begin Dataset excerpts

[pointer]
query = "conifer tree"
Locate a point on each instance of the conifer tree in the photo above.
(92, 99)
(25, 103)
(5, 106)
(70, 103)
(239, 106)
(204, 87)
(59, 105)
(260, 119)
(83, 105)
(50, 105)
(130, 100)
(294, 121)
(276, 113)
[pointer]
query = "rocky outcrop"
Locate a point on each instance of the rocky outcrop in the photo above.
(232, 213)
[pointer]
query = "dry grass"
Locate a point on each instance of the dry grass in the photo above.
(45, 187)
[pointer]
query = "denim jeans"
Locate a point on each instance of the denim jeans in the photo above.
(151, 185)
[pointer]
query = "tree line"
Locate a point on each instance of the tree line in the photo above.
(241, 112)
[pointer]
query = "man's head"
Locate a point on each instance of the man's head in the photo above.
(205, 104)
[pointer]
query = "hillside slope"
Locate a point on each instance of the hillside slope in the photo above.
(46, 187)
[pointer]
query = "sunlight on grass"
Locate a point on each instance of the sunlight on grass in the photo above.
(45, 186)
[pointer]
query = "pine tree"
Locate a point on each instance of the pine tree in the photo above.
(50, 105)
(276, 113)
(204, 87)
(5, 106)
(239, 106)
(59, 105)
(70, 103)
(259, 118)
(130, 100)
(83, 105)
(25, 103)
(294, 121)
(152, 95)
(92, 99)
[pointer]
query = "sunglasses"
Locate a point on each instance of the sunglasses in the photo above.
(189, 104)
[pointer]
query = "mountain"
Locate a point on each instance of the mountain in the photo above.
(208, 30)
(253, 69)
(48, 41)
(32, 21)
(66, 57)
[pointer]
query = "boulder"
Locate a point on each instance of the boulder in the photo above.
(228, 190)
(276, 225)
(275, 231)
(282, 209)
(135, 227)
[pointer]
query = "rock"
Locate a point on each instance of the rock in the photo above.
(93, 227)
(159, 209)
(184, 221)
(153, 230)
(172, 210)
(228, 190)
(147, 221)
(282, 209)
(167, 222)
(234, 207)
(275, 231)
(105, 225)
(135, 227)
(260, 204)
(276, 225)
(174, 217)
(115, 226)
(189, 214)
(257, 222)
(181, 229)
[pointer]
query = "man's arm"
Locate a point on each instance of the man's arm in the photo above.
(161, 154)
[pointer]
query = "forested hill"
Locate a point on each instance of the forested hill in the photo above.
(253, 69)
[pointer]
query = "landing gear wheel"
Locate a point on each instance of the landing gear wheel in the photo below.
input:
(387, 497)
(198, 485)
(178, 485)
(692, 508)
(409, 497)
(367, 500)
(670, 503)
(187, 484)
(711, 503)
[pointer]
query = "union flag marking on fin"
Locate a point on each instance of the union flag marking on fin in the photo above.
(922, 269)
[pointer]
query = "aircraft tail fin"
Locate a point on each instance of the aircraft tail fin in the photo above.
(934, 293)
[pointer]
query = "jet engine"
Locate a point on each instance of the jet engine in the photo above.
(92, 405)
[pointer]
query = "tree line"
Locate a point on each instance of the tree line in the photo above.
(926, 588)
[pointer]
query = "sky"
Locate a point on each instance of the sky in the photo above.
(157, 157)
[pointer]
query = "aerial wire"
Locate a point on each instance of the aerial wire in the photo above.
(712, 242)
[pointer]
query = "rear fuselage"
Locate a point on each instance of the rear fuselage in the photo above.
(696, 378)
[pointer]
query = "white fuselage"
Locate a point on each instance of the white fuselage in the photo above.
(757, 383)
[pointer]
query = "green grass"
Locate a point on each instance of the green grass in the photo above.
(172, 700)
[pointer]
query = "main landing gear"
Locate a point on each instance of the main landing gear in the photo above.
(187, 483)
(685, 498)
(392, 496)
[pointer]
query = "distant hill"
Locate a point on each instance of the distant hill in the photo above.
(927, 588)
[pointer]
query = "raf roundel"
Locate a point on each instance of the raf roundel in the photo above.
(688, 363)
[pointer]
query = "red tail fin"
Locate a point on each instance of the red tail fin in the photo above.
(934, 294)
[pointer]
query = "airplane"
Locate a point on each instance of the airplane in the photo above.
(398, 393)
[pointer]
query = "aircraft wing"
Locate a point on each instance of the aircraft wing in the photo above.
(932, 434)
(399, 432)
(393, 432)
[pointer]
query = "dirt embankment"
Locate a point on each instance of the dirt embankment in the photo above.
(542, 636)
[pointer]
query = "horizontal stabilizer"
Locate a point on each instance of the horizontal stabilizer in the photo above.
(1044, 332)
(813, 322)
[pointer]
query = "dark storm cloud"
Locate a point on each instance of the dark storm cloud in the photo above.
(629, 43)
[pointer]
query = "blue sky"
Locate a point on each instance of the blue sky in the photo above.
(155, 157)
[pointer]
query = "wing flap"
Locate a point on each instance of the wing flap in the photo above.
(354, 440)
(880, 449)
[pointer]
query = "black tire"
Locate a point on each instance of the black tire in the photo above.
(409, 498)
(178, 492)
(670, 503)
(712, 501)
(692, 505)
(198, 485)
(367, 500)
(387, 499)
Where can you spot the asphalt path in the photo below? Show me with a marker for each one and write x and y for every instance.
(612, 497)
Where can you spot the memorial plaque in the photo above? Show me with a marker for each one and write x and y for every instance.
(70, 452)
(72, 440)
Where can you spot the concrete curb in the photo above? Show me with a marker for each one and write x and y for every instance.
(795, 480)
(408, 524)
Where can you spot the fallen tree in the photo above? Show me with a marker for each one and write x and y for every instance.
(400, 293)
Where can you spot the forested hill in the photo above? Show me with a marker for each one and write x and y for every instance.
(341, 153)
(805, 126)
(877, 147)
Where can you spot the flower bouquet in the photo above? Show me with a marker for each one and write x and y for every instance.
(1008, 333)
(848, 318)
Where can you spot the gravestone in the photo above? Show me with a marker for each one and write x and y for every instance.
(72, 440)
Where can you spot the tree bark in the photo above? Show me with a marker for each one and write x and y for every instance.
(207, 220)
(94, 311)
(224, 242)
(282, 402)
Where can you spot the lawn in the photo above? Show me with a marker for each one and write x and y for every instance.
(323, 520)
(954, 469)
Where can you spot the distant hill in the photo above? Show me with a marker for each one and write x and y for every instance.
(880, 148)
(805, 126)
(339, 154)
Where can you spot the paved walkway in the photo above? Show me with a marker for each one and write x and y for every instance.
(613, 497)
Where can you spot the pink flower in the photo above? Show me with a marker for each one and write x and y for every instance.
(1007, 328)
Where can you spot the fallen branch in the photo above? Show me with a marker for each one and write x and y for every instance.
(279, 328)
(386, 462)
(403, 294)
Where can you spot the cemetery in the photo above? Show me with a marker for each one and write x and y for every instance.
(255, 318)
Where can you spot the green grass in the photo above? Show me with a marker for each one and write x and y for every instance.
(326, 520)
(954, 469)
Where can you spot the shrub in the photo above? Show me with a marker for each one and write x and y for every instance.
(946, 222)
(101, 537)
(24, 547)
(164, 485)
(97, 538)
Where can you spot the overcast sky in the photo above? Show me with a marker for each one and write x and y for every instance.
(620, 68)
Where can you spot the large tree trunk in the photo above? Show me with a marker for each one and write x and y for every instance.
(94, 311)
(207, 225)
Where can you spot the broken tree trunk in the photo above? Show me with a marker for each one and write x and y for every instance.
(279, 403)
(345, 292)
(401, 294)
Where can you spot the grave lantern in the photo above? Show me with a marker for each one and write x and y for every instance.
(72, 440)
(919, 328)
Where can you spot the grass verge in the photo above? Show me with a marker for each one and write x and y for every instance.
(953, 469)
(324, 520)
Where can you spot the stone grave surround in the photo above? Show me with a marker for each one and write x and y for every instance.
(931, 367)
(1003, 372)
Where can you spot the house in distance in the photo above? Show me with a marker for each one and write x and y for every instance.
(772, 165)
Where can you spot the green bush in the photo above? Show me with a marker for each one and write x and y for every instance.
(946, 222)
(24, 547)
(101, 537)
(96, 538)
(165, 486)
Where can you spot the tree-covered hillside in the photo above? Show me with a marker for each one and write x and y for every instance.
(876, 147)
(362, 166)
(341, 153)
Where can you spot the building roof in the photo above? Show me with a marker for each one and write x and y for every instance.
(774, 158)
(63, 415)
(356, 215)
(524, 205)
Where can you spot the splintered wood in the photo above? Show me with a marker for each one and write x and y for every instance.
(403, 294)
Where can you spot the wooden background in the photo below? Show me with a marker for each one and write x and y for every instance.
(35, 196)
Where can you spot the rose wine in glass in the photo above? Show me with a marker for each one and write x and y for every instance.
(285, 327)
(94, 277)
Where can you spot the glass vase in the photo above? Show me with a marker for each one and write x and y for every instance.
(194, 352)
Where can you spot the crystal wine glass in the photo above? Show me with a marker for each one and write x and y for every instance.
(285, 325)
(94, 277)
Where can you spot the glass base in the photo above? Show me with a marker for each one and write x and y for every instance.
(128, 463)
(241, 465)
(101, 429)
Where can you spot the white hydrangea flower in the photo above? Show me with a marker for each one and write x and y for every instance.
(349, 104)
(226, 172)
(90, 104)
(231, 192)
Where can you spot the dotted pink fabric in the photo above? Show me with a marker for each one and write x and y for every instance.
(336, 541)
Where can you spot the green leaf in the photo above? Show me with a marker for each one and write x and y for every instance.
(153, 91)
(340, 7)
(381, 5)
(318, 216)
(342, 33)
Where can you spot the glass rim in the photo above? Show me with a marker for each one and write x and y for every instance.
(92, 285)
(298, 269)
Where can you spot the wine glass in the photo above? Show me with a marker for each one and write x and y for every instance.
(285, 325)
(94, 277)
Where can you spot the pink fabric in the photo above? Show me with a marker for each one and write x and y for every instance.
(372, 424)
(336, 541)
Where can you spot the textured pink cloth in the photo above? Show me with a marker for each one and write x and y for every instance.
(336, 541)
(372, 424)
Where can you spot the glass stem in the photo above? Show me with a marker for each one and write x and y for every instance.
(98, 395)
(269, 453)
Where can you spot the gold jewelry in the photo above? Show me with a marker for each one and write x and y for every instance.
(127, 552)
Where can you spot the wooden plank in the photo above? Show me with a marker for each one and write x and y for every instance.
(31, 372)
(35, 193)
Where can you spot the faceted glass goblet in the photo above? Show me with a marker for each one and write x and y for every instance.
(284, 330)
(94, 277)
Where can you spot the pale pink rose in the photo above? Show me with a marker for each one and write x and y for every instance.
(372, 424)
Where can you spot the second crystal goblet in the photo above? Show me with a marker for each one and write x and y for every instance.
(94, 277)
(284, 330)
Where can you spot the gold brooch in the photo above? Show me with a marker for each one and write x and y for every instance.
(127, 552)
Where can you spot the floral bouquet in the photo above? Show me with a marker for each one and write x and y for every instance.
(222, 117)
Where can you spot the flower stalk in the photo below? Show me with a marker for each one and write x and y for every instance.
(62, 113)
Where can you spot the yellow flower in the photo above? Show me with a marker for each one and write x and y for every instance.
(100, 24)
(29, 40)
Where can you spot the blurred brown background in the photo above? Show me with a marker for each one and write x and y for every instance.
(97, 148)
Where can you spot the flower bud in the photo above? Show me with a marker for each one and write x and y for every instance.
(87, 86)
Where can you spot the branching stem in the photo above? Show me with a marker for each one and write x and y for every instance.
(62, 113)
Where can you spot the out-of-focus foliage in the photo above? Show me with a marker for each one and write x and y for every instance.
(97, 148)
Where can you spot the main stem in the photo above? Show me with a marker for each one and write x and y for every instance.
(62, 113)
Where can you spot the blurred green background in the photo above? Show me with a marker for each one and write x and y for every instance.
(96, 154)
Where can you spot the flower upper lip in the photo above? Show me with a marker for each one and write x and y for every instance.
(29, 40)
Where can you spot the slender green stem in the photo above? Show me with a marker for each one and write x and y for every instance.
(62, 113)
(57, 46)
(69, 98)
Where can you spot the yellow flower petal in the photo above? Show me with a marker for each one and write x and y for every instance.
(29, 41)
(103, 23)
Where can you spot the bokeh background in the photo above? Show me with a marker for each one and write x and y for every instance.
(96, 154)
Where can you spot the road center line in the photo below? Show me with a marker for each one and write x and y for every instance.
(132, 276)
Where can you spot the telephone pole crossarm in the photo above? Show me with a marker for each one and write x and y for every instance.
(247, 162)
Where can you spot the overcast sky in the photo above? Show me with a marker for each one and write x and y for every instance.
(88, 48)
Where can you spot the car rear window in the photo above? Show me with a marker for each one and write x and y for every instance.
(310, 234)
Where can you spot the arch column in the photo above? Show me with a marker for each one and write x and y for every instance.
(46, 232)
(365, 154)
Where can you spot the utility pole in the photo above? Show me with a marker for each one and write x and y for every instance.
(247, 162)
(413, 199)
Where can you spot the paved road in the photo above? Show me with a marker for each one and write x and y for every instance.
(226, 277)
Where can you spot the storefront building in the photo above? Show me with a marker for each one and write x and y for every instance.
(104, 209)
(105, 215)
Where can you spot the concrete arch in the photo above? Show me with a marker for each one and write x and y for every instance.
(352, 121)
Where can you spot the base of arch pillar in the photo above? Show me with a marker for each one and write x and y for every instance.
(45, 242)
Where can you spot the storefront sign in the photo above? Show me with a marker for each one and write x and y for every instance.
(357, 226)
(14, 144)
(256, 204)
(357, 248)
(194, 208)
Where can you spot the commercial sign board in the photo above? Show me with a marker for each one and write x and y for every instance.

end Dataset excerpts

**The exercise:**
Write down, unchanged, every line from the one containing "Where can you spot the utility" through the last of the lines above, including both of those lines.

**Reply:**
Where can you spot the utility pole in the photo above? Show me with a marker for each one and write x and y for every instance.
(247, 162)
(413, 199)
Where can you spot the paved road in the photo above? Show me with a marker for each one and write x and y for every instance.
(226, 277)
Where can you spot the storefront building in the photo above? Show me with a marker for each one and write x and y for every instance.
(104, 209)
(105, 215)
Where can you spot the concrete arch in the photo above? Show me with a marker for each one and write x and y for every instance.
(352, 121)
Where can you spot the base of arch pillar in the photo above? Show me with a marker for each one and write x and y for every instance.
(45, 242)
Where can you spot the storefront sign in the photo above? Show me with a marker for each one and write x and y for every instance.
(357, 226)
(14, 144)
(256, 204)
(357, 248)
(194, 208)
Where can you spot the commercial sign board in the photo above? Show me with a marker for each one and write x and y for every instance.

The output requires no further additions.